/---

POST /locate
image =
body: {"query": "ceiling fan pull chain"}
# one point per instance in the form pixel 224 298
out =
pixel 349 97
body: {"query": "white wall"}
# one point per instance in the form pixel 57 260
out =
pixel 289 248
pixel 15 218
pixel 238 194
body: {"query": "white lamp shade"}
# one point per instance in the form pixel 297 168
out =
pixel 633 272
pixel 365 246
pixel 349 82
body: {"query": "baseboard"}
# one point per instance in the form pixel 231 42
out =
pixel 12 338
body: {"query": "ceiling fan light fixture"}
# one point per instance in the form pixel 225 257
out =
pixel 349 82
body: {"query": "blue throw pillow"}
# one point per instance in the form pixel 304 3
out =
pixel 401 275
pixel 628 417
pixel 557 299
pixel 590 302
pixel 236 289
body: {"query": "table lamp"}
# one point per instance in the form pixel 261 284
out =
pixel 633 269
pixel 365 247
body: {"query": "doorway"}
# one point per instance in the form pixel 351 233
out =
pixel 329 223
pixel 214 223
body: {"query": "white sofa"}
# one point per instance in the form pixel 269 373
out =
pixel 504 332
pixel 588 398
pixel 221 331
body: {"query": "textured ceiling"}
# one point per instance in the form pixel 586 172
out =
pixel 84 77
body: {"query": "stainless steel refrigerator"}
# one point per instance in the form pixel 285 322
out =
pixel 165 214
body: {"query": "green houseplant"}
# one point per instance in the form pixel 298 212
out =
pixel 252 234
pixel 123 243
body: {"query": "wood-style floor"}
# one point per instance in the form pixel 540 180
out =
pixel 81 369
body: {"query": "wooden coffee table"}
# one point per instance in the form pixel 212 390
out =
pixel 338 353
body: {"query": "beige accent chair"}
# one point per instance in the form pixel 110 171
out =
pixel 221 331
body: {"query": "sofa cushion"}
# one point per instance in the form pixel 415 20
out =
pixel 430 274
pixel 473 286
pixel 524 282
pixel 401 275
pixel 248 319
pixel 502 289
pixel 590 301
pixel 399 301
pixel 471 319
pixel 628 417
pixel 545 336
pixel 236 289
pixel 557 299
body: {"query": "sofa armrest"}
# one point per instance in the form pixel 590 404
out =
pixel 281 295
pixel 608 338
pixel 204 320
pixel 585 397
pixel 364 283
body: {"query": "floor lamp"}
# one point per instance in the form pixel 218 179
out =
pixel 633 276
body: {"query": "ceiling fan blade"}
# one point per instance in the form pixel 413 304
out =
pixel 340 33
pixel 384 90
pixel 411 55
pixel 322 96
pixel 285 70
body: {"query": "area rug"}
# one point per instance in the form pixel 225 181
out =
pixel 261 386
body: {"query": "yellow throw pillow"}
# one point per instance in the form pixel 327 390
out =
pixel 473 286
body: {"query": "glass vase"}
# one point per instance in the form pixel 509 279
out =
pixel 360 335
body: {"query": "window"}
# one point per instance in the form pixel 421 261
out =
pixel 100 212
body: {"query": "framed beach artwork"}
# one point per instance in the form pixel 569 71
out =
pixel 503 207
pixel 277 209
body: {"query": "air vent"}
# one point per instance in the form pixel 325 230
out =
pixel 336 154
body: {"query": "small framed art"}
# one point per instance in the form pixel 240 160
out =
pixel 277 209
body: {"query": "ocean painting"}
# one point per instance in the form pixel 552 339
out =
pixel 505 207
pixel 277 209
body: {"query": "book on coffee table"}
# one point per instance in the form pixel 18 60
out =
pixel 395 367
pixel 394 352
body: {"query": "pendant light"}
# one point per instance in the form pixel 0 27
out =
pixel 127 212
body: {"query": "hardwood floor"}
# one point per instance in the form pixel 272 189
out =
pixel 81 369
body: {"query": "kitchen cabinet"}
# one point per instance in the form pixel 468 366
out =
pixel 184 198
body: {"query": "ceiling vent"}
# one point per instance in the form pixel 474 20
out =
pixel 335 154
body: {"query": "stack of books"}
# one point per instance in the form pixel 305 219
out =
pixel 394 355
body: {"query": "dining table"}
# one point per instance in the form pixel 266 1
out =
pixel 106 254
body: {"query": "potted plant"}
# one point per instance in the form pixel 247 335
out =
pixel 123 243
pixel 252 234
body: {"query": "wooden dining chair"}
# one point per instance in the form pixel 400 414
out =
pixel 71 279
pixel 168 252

\---

Transcribe the records above exactly as they appear.

### Written answer
POST /locate
image =
body: {"query": "ceiling fan pull chain"}
# one point per instance in the form pixel 224 298
out =
pixel 349 97
body: {"query": "white wall"}
# one point per instance in the form pixel 57 260
out =
pixel 289 248
pixel 15 218
pixel 238 194
body: {"query": "white lamp shade"}
# one point per instance in the form pixel 297 168
out =
pixel 633 272
pixel 365 246
pixel 349 82
body: {"query": "baseboard"}
# one point per instance in the form pixel 231 42
out =
pixel 12 338
body: {"query": "ceiling fan light fixture"}
# one point per instance in the form pixel 225 257
out =
pixel 349 82
body: {"query": "blue throw pillow"}
# one point per instance in the form pixel 304 3
out =
pixel 401 275
pixel 628 417
pixel 557 299
pixel 590 302
pixel 236 289
body: {"query": "table lamp"}
# one point per instance in the form pixel 261 284
out =
pixel 633 269
pixel 365 247
body: {"query": "doorway"}
# one point per instance in the form pixel 351 233
out =
pixel 329 223
pixel 214 223
body: {"query": "white sofa"}
# one point per instance in the form pixel 269 373
out =
pixel 504 332
pixel 588 398
pixel 221 331
body: {"query": "textured ceiling"}
# one point per instance in the form pixel 586 172
out =
pixel 84 77
body: {"query": "stainless steel refrigerator"}
# one point per instance in the form pixel 285 322
out =
pixel 165 214
body: {"query": "green houseplant"}
# one point per instance in the form pixel 298 212
out =
pixel 252 234
pixel 123 243
body: {"query": "wood-style floor"}
# one point per instance in the form pixel 540 180
out =
pixel 81 369
body: {"query": "wooden coffee table"}
# one point per instance in the form pixel 212 390
out =
pixel 338 353
body: {"query": "beige accent chair"}
# one point per instance in the form pixel 110 171
out =
pixel 221 331
body: {"query": "sofa cushion"}
# one point per instance in the form pixel 415 20
out =
pixel 430 274
pixel 473 286
pixel 524 282
pixel 401 275
pixel 248 319
pixel 502 289
pixel 590 301
pixel 399 301
pixel 471 319
pixel 628 417
pixel 545 336
pixel 236 289
pixel 557 299
body: {"query": "sofa armrest"}
# one point per instance in the form pixel 590 404
out =
pixel 281 295
pixel 608 338
pixel 204 320
pixel 585 397
pixel 364 283
body: {"query": "floor lamp"}
# one point per instance in the form pixel 218 179
out =
pixel 633 276
body: {"query": "ceiling fan blade"}
# one point per instance in the form pixel 413 304
out =
pixel 340 33
pixel 384 90
pixel 411 55
pixel 322 96
pixel 285 70
body: {"query": "area rug"}
# one point per instance in the form pixel 225 181
out =
pixel 261 386
body: {"query": "yellow throw pillow"}
# one point per instance in the form pixel 327 390
out =
pixel 473 286
body: {"query": "glass vase"}
# one point per instance in the form pixel 509 279
out =
pixel 360 335
body: {"query": "window"}
# one point per instance in the form pixel 421 261
out =
pixel 100 212
body: {"query": "framed beach artwork"}
# one point per instance in the form pixel 569 71
out =
pixel 503 207
pixel 277 209
body: {"query": "air vent"}
# one point per instance in the form pixel 325 230
out =
pixel 336 154
body: {"query": "small framed art"}
# one point per instance in the form pixel 240 160
out =
pixel 277 209
body: {"query": "ocean painting"}
# one point per instance in the form pixel 552 339
out =
pixel 505 207
pixel 277 209
body: {"query": "book on coffee table"}
# one point per instance in the form pixel 18 60
out =
pixel 395 367
pixel 394 352
body: {"query": "pendant light"}
# one point per instance in the form pixel 0 27
out =
pixel 127 212
body: {"query": "hardwood floor"}
# one point per instance in the form pixel 272 189
out =
pixel 81 369
body: {"query": "kitchen cabinet"}
# one point per instance in the form pixel 468 366
out =
pixel 184 198
body: {"query": "ceiling vent"}
# one point per instance in the form pixel 474 20
out =
pixel 335 154
body: {"query": "stack of books"}
# one point per instance in the form pixel 305 219
out =
pixel 394 355
body: {"query": "dining table"}
# one point per instance in the form pixel 266 1
out =
pixel 106 254
body: {"query": "potted plant"}
# one point per instance in the form pixel 247 335
out =
pixel 123 243
pixel 252 234
body: {"query": "wooden dining chair"}
# one point per instance in the form pixel 400 414
out =
pixel 71 279
pixel 168 252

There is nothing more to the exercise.